*Try it*
Your reply should consist solely of the lines from the one containing "Find the white road sign post." through the end of the data, restated word for word.

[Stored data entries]
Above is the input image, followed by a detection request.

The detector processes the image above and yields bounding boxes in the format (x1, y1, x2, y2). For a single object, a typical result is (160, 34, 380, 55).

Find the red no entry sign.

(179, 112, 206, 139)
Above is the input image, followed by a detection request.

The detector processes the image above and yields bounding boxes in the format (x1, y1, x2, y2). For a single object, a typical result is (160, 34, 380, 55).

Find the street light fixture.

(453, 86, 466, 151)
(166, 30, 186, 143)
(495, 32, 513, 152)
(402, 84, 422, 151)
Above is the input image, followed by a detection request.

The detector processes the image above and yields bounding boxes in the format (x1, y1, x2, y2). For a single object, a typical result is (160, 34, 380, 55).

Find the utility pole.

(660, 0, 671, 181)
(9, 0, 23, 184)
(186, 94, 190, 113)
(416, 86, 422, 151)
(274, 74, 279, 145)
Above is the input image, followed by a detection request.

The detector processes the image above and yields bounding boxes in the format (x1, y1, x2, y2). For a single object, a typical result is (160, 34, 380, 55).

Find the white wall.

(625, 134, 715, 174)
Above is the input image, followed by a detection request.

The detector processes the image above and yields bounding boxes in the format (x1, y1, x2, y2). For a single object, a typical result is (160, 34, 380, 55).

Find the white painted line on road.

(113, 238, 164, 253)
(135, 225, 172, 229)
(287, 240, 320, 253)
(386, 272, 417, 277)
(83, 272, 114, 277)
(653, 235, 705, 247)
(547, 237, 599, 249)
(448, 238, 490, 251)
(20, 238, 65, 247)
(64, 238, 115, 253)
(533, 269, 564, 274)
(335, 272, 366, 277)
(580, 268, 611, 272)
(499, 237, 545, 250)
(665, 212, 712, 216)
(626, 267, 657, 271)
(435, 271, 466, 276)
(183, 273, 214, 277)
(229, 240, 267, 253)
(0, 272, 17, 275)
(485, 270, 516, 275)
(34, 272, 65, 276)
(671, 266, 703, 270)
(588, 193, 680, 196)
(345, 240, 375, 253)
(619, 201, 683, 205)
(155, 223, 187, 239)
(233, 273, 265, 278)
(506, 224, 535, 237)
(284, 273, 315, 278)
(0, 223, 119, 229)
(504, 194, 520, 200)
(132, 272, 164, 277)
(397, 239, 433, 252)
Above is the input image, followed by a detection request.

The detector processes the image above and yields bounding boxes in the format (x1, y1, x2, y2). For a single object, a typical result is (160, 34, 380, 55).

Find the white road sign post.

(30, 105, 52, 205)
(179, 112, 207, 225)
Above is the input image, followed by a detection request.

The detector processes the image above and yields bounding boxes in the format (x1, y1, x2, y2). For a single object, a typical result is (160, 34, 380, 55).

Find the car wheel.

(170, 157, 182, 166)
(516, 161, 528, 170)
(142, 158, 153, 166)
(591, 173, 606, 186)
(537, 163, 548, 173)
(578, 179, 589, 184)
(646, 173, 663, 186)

*Answer to the exercise*
Find the white road sign post.

(30, 105, 52, 205)
(179, 112, 207, 225)
Above is the input image, followed by a detection request.

The detector processes the image above and yields bounding boxes in the format (x1, y1, x2, y2). For a single object, a typical result is (160, 34, 380, 55).

Find the car wheel.

(170, 157, 182, 166)
(516, 161, 528, 170)
(142, 158, 153, 166)
(591, 173, 606, 186)
(537, 163, 548, 173)
(578, 179, 589, 184)
(646, 173, 663, 186)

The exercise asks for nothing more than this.